(Some records)
+--
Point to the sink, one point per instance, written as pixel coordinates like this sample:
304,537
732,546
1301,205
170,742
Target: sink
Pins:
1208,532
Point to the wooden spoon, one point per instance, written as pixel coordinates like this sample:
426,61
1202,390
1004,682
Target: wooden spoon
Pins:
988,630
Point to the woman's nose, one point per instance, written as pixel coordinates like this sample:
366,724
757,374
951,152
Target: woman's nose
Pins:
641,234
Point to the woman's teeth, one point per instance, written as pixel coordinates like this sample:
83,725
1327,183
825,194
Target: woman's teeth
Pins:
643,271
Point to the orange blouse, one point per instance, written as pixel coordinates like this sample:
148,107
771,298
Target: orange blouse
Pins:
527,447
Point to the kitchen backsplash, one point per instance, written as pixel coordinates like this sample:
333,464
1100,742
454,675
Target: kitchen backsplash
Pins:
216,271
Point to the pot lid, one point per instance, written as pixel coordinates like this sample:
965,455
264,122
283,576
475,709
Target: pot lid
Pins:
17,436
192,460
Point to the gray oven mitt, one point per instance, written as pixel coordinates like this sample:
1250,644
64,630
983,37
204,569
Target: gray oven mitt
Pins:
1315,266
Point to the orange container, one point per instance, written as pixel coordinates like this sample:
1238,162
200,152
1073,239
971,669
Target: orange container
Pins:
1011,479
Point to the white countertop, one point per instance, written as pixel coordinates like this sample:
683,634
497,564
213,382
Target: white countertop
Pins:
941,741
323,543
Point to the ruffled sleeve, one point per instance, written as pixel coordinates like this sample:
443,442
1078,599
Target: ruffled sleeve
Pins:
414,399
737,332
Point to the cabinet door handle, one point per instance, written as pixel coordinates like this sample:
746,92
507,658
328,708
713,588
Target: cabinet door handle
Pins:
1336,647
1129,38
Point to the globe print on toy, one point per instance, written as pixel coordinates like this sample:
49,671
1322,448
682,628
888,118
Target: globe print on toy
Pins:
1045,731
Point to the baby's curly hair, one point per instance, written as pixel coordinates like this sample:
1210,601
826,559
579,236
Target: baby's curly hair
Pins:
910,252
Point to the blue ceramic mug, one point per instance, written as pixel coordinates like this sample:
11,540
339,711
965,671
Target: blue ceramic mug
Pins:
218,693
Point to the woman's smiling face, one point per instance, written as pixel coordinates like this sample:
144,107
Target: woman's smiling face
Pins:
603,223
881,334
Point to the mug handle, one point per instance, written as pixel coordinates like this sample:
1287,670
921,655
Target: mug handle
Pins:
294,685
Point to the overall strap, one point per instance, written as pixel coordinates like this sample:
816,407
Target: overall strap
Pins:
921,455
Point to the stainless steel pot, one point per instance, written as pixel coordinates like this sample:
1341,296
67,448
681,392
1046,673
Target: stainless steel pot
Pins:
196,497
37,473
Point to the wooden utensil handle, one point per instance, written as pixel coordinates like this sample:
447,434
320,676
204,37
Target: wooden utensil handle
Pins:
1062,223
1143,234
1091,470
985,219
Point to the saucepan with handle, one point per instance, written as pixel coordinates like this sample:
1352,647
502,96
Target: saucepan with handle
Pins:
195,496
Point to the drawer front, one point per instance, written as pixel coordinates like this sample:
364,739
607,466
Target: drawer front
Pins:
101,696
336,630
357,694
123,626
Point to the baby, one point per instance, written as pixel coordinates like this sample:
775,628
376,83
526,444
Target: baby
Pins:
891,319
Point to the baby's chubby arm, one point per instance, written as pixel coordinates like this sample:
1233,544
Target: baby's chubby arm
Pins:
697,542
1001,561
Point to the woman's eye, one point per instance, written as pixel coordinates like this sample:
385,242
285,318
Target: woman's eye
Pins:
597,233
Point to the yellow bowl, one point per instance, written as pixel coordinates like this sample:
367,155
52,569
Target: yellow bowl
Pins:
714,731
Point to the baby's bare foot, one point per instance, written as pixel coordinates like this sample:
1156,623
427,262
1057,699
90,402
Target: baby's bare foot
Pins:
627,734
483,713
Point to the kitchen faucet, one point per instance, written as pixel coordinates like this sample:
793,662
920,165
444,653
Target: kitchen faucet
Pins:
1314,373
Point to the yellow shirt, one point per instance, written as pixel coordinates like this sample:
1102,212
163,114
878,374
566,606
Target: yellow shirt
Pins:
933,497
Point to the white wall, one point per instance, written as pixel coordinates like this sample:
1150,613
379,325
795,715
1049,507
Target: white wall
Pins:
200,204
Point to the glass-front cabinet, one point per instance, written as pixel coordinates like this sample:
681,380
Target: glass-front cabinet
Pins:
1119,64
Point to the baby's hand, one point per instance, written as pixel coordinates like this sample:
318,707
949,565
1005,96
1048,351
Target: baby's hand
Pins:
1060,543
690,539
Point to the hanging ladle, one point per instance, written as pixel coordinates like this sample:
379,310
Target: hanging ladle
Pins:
+--
■ **To be done**: Rewrite the data with each occurrence of "Pins" changed to "Points", leaving everything else as it is.

■ **Answer to this exercise**:
Point to the sink, one point per instance, written as pixel coordinates like this sample:
304,537
732,546
1301,205
170,742
Target: sink
Points:
1208,532
Point to the wooden spoon, one point per instance, written as pixel coordinates like this sample:
426,61
1202,390
1004,682
Target: wooden spoon
Points:
988,630
Point to the woman's nose, one point per instance, written as pixel coordinates like this sample:
366,724
757,374
951,152
Target: woman's nose
Points:
641,234
Point to the woman's teeth, one point per instance, written as pixel coordinates like this sample:
83,725
1327,183
825,194
Target: woman's teeth
Points:
643,271
Point to the orange blouse, one point per instance, written as pixel coordinates like this sample:
148,107
771,298
Target: orange blouse
Points:
527,447
Point to the kitchen backsplash, one point per instance, written as pixel coordinates like this sample:
333,464
1100,742
454,675
Target: kitchen backsplash
Points:
216,271
Point to the pot lid, one point per instance, written as pixel coordinates like this sample:
965,455
264,122
283,576
475,709
Target: pot lid
Points:
17,436
192,460
Point to the gray oven mitt, one point per instance, written as pixel coordinates like this sample:
1250,644
64,630
983,37
204,569
Target: gray oven mitt
Points:
1315,266
Point to the orange container, one point per instance, written as pixel coordinates like this sample:
1238,162
200,152
1073,239
971,669
Target: orange container
Points:
1011,479
Point to the white countertop, one point per instance, written as pixel coordinates like this sample:
683,634
497,564
213,382
Target: white countertop
Points:
941,741
323,543
Point to the ruffled sleeve, one point per instance, written as pixel coordinates like this sample:
443,442
1078,599
Target: ruffled sleeve
Points:
414,399
737,332
Point to the cabinet door handle, one point per instance, written as pixel coordinates like this sample:
746,92
507,658
328,708
713,588
Target: cabinet door handle
Points:
1336,647
1129,38
Point to the globe print on toy, one point per instance, written as pixel coordinates like this sample:
49,671
1322,448
682,628
888,118
Target: globe print on toy
Points:
1045,731
Point to the baby's curly hair, one point per instance, written as pixel coordinates like this sample:
1210,601
826,559
579,236
Target: baby's curly hair
Points:
910,252
Point to the blue ceramic mug, one point per instance, written as pixel coordinates like this sample:
11,540
339,711
965,671
Target: blue ceramic mug
Points:
218,693
Point to the woman's smiling face, one point per instance, written as pixel coordinates like this sample:
144,107
Target: woman's smiling face
Points:
603,223
881,334
Point to the mug handle, one point per instance, written as pixel coordinates like this sample:
1287,670
921,655
Target: mug handle
Points:
294,685
Point to the overall strap, one point per instance, written as pixel coordinates like this sample:
816,407
Target: overall strap
Points:
921,455
Point to the stainless steel pot, one point per instance, written as pixel coordinates like this sample:
1341,296
67,448
681,392
1046,673
Target: stainless steel pot
Points:
196,497
37,473
Point to the wooden utensil handle, one point per instance, written as pixel coordinates like this sample:
447,434
320,676
204,37
Target: wooden utensil handle
Points:
1062,223
1143,234
1091,470
985,219
Point to the saucepan with handle, one point per instance, written as pixel coordinates like this sample:
1352,647
502,96
Target: saucepan with handle
Points:
195,496
Point to the drawer front, one point per instance, written as pixel coordinates like this sample:
364,739
607,466
Target: drawer front
Points:
101,696
336,630
357,694
123,626
Point to the baby, one point per instance, written as pixel coordinates like this sample:
775,628
376,83
526,444
Target: baby
Points:
891,319
Point to the baby's chubby arm, one point per instance, written as pixel coordinates like this sample:
1233,544
Target: baby's chubby arm
Points:
697,542
1001,561
Point to the woman's eye, one point per instance, written as pixel coordinates like this sample:
385,242
285,318
Target: woman's eye
Points:
597,233
Point to the yellow bowl, one point per instance, written as pixel coordinates like this sample:
367,155
52,569
Target: yellow bowl
Points:
714,731
Point to the baby's bare foot, one point per instance, written as pixel coordinates like this sample:
1156,623
427,262
1057,699
90,402
Target: baby's bare foot
Points:
627,734
483,713
Point to the kitchen faucet, one point per instance, written as pixel coordinates like this sample:
793,662
920,165
444,653
Target: kitchen faucet
Points:
1314,373
Point to the yellow shirt, one point per instance, written as pixel coordinates like this sample:
1102,212
163,114
878,374
566,606
Target: yellow shirt
Points:
933,497
Point to the white wall, one point per instance, written as pixel coordinates like this sample:
1150,613
379,325
795,715
1049,507
Target: white wall
Points:
200,204
Point to the glass-front cabinet, one point per instance, written as pixel coordinates like this sample:
681,380
Target: glass-front cabinet
Points:
1119,64
Point to the baby's hand, one point per instance, written as pixel coordinates like this sample:
318,707
949,565
1005,96
1048,351
Target: baby's hand
Points:
1060,543
690,539
Point to the hanging ladle, one point per instance, written as pixel coordinates like this sample:
379,310
Target: hanging ladle
Points:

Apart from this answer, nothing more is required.